▶ **DOCUMENT EXCERPT**:

In accordance with another aspect of the present invention, other objects are achieved by a 213Bi generator resin material for separation of 213Bi from a solution of parental radionuclides wherein the resin material is capable of providing clinical quantities of 213Bi of at least 20-mCi wherein the resin material comprises a silica-based structure having at least one bifunctional ligand covalently attached to the surface of the silica-based structure. The bifunctional ligand comprises a chemical group having desirable surface functionality to enable the covalent attachment of the bifunctional ligand thereon the surface of the structure. The bifunctional ligand further comprises a second chemical group capable of binding and holding the parental radionuclides on the resin material while allowing the 213Bi daughter to elute off the resin material and wherein the bifunctional ligand has a carbon chain with a limited number of carbons to maintain radiation stability of the resin material.
In the drawings:
For a better understanding of the present invention, together with other and further objects, advantages and capabilities thereof, reference is made to the following disclosure and appended claims in connection with the above-described drawings.
Applicant's invention disclosed and claimed herein is an improved generator of inorganic resin capable of providing clinical quantities of 213Bi (at least 20-mCi) while simultaneously improving the generator yield and purity. Currently, commercially available polymer-based cation exchange resins such as BioRad® AG-50 (polystyrene-divinylbenzene sulfonic acid resin) (BioRad) or BioRad® MP-50 (macroporous polystyrene-divinylbenzene-quaternary ammonium resin) (BioRad), are used in clinical 213Bi generators. Cation exchange resins made of an organic polymer resin tend to deteriorate over time in high radiation field from high levels of 225Ac (20 mCi). Commercially available BioRad® AG-50 or BioRad® MP-50 resins use a sulfonic acid functional group to bind both 225Ac and 213Bi in dilute nitric acids, while releasing the Bi ions when iodide ions are present in the eluent. Applicant's invention uses an inorganic silica-based material for the backbone of the resin and a bifunctional sulfonic acid ligand which is grafted via a short organic chain, preferably 4 carbons or less, to the surface of the inorganic material. The organic chain is limited in the number of carbons so to maintain radiation stability of the resin material. Obviously, the use of a long, organic chain for linking the functional groups to the resin backbone, defeats the purpose. It is well known that inorganic materials exhibit higher radiation stability than organic material. The inorganic silica-based resin of the present invention has demonstrated good radiation resistance while performing similar to the organic-based resin with respect to retention of 225AC, and elution of 213Bi. Applicant's resin material can also be used for radiochemical separations of 213Bi from a solution of other parental radionuclides as well as for radiochemical separations of other daughter radionuclides from solutions of parental radionuclides as well.
Applicant's invention replaces the commercially available organic-based resins that have limitations in lifetime due to radiolysis, with an inorganic-based resin having superior radiation resistance. This replacement of the resin backbone with inorganic material minimizes radiation damage to the resin's support. The silica-based cation-exchanger 225Ac/213Bi generator of Applicant's present invention was designed to demonstrate the required selectivity, comparable capacity, and, most importantly, higher radiation resistance.

▶ **YOUR INSTRUCTIONS**: In the passage on the 213Bi generator resin, rewrite the text from "Applicant's invention replaces" up to and including "higher radiation resistance.", substituting "radiation tolerance" for "radiation resistance".

[Point-per-instance localization data]
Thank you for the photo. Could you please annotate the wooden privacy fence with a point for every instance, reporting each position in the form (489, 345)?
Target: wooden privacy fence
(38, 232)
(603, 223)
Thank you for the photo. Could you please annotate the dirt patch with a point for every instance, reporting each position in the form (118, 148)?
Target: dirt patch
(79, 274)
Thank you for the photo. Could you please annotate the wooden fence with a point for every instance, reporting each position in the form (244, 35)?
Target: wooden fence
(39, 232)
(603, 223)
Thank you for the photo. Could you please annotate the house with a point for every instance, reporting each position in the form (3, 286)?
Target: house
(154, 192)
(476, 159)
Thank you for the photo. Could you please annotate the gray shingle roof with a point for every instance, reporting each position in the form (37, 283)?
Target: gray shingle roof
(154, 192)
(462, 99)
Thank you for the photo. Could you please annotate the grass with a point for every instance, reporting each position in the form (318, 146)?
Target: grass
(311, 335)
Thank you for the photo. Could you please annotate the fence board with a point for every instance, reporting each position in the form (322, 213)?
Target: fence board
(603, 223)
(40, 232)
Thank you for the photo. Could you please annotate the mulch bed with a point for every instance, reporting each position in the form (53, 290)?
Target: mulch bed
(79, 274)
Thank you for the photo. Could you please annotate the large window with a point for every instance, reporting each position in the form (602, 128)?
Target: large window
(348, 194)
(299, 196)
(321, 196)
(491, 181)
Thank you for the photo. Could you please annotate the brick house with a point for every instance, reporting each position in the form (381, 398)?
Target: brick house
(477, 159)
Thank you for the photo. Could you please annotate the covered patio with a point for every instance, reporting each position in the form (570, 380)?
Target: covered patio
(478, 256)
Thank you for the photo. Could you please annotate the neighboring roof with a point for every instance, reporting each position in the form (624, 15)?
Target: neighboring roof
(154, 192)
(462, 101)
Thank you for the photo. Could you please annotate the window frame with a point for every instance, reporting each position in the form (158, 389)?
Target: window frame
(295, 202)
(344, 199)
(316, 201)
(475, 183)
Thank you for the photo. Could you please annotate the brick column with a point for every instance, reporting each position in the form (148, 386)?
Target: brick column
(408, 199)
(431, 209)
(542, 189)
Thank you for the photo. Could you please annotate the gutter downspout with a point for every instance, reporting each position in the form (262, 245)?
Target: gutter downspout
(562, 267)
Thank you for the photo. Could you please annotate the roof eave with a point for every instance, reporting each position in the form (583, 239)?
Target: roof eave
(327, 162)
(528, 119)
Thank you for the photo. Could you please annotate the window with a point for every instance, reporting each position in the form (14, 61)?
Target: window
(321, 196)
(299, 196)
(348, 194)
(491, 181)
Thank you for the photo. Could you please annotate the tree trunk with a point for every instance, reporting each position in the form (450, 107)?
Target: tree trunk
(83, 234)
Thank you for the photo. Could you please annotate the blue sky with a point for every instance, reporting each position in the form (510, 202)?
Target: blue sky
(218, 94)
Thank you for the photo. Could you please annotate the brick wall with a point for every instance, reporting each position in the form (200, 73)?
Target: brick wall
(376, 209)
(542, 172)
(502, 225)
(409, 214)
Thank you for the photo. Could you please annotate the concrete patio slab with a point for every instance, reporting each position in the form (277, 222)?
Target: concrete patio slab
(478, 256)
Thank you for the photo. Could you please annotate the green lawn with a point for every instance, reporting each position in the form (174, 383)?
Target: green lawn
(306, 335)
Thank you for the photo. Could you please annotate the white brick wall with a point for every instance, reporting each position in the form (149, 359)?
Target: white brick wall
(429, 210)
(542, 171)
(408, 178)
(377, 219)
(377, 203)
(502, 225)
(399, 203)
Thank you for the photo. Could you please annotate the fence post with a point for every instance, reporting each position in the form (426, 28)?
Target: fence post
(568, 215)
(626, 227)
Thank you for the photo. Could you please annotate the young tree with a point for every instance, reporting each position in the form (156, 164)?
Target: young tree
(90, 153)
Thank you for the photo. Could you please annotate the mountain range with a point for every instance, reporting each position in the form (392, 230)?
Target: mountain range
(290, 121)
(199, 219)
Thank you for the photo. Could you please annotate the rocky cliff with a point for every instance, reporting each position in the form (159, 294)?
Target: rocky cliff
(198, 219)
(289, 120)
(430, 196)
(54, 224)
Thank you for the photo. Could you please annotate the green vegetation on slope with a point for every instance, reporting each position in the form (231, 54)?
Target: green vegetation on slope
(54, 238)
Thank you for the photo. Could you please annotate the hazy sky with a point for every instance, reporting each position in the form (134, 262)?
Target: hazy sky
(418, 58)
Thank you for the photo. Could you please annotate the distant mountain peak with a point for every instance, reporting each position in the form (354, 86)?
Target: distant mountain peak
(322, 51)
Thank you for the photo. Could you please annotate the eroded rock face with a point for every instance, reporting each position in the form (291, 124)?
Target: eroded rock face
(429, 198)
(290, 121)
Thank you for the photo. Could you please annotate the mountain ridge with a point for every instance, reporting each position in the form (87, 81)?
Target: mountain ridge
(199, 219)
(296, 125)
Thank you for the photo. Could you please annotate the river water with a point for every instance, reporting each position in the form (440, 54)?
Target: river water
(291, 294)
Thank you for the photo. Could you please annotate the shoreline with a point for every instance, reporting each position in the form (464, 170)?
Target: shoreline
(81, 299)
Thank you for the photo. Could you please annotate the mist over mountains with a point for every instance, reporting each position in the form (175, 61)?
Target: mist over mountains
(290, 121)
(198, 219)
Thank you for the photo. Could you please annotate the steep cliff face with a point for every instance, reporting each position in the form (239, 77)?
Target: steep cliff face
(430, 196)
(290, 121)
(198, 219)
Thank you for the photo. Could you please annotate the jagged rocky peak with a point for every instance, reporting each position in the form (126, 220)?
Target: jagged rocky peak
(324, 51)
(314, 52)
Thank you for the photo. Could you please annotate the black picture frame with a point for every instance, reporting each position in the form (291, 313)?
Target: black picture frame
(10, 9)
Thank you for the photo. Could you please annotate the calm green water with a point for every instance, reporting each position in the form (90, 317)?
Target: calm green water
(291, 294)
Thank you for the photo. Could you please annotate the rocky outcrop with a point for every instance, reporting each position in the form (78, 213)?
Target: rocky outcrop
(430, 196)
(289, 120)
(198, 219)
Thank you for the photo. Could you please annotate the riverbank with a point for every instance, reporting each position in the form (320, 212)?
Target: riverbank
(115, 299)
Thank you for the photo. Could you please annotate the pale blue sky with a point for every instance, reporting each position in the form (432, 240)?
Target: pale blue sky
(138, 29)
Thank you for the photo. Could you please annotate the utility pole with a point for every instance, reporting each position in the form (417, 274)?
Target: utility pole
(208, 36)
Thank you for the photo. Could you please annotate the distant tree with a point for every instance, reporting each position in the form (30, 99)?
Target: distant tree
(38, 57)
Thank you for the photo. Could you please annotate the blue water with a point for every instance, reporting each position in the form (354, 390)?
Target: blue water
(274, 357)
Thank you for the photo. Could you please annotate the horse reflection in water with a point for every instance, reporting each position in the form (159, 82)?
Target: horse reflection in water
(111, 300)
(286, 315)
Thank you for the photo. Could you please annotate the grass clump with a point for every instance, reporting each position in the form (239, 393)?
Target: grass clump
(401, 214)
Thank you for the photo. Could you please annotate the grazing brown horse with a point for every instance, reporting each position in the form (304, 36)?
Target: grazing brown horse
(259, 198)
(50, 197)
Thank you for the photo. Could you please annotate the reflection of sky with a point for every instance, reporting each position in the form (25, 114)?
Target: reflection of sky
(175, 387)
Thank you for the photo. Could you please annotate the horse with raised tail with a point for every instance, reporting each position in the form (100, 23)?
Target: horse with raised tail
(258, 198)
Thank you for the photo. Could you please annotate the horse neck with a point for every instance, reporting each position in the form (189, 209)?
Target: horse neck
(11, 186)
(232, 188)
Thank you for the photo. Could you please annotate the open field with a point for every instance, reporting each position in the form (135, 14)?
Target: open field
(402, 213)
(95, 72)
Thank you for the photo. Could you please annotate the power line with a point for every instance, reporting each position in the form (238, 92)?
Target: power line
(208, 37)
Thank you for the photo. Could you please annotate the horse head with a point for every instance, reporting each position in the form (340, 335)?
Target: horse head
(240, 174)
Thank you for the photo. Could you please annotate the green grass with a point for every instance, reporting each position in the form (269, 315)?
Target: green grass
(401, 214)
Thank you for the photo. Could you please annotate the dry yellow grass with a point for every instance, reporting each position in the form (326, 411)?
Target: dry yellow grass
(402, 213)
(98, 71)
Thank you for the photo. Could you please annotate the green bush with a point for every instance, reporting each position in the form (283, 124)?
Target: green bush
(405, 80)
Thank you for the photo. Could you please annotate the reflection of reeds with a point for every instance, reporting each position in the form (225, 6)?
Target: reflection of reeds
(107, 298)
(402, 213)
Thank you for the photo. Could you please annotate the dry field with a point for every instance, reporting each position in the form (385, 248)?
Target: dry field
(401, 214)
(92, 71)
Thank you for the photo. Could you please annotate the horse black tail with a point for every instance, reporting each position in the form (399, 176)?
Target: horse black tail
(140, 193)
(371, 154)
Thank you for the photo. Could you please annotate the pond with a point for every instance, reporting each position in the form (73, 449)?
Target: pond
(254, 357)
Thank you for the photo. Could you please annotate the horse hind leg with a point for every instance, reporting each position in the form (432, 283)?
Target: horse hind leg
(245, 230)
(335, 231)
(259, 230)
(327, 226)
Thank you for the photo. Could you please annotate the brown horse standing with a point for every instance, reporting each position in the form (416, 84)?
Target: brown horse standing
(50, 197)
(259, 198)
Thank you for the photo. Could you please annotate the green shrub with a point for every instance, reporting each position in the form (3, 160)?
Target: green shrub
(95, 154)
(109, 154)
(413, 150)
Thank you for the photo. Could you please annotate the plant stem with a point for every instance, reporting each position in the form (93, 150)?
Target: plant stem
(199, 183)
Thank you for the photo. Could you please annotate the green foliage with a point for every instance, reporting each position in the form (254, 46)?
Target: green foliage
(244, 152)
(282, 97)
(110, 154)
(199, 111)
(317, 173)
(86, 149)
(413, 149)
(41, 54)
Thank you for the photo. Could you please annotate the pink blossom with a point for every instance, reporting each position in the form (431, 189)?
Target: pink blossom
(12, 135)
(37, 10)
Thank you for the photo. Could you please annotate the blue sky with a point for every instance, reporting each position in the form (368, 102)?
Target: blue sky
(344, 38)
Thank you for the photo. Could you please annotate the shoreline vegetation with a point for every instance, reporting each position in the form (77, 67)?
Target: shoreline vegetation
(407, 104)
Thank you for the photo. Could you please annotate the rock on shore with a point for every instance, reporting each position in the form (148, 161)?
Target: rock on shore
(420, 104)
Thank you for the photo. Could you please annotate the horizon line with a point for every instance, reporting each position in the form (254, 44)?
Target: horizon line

▶ **ANSWER FOR THE TASK**:
Applicant's invention replaces the commercially available organic-based resins that have limitations in lifetime due to radiolysis, with an inorganic-based resin having superior radiation tolerance. This replacement of the resin backbone with inorganic material minimizes radiation damage to the resin's support. The silica-based cation-exchanger 225Ac/213Bi generator of Applicant's present invention was designed to demonstrate the required selectivity, comparable capacity, and, most importantly, higher radiation tolerance.